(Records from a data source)
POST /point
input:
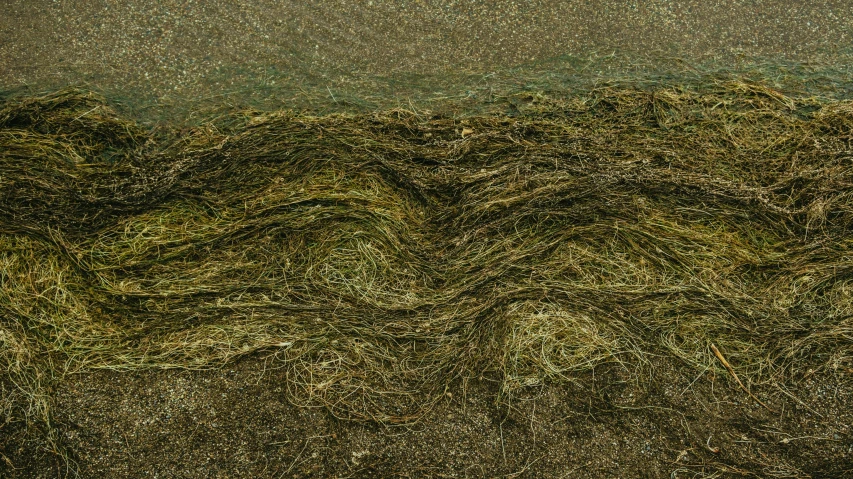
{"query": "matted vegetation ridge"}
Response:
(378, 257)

==

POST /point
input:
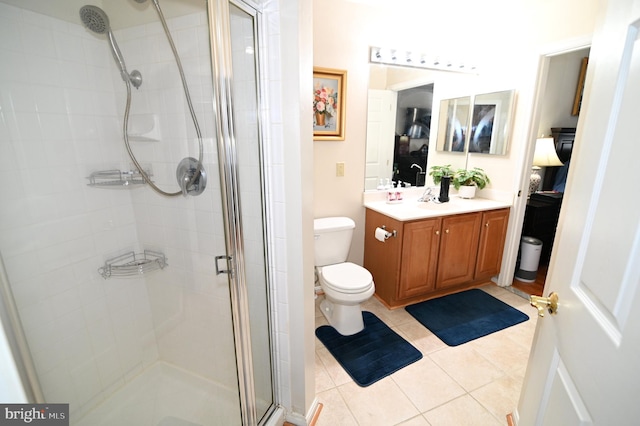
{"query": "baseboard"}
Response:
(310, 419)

> _To do_: Look through the entries above. Extract each line with the word "query".

> _Answer for the task_:
{"query": "matted vegetation ridge"}
{"query": "baseboard"}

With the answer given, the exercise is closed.